Texte du document:
○ ○ ○ ○ ○
En mars 2021, la China Development Bank a annoncé une nouvelle émission d’obligations «vertes», à hauteur de 3 milliards de dollars américains, pour financer ses programmes de soutien aux énergies renouvelables. La Caisse des Dépôts française émet, de son côté, des obligations labellisées vertes, sociales et durables, présentées comme particulièrement innovantes, qui doivent accompagner l’évolution de la société française vers un modèle économique bas-carbone tout en réduisant les fractures de la société.
Ainsi se déroule le volet financier de la transition économique, environnementale et sociétale, dont l’objectif est de mettre la pédale douce sur les projets dont les dommages collatéraux à long terme sont supérieurs aux bénéfices à court terme. Ne plus financer les uns, orienter les financements vers les autres, c’est toute la promesse des financements «verts», obligations «vertes» et investisseurs à impact.
Il devrait être question de cette finance verte à la 26e Conférence des parties pour le climat (CP206), qui se déroule du 31 octobre au 12 novembre à Glasgow (Royaume-Uni): la finance doit se transformer et encourager les projets qui favorisent la transition, concentrer les financements vers les projets vertueux, et tarir les sources de financements pour les projets préjudiciables. C’est le sésame financier de la transition.
○ ○ ○ ○ ○
Données fournies:
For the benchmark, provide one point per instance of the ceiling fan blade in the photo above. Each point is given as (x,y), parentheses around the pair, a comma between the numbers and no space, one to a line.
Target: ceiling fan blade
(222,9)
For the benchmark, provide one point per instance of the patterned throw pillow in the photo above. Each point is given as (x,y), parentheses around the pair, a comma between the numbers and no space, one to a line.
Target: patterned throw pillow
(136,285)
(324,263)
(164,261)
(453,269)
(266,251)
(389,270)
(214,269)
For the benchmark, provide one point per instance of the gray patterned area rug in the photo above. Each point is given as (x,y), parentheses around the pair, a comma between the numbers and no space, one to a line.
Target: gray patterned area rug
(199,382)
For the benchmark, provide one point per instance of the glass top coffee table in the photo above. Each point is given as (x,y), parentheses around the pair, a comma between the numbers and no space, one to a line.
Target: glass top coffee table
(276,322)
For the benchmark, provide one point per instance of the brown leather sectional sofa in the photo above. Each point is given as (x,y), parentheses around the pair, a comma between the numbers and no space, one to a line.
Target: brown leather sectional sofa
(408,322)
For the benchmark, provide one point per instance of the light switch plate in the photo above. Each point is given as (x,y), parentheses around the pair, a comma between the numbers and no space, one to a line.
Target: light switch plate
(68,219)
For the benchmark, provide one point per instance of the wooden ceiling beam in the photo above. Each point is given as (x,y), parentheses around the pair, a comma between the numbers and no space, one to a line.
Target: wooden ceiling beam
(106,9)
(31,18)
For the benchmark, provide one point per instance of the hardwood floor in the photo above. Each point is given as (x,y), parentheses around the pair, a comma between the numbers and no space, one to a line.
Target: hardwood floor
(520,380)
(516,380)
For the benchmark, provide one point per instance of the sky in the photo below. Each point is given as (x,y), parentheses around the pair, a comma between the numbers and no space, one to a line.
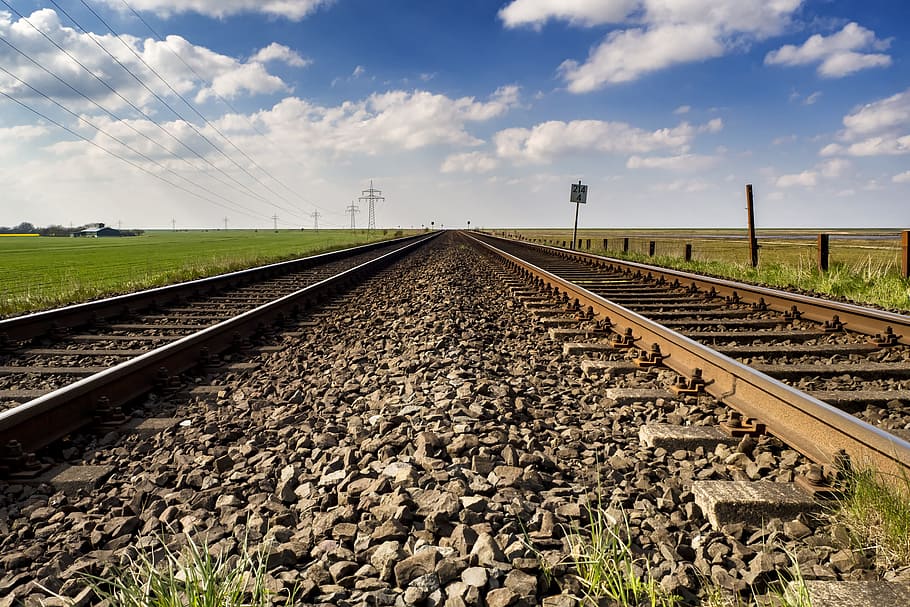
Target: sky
(256,113)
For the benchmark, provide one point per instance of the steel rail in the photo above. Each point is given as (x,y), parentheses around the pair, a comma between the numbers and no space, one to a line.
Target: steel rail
(48,418)
(28,326)
(807,424)
(854,318)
○ ○ ○ ○ ○
Ce que vous ferez:
1. D’après le texte sur la finance verte, quel est le montant de l’émission d’obligations «vertes» annoncée par la China Development Bank en mars 2021 ?
2. Renvoyez le passage du texte sur la finance verte qui commence aux mots «En mars 2021, la» et s’arrête après les mots «de la société.».

Réponses par tâche:
1. 3 milliards de dollars américains.

2.
En mars 2021, la China Development Bank a annoncé une nouvelle émission d’obligations «vertes», à hauteur de 3 milliards de dollars américains, pour financer ses programmes de soutien aux énergies renouvelables. La Caisse des Dépôts française émet, de son côté, des obligations labellisées vertes, sociales et durables, présentées comme particulièrement innovantes, qui doivent accompagner l’évolution de la société française vers un modèle économique bas-carbone tout en réduisant les fractures de la société.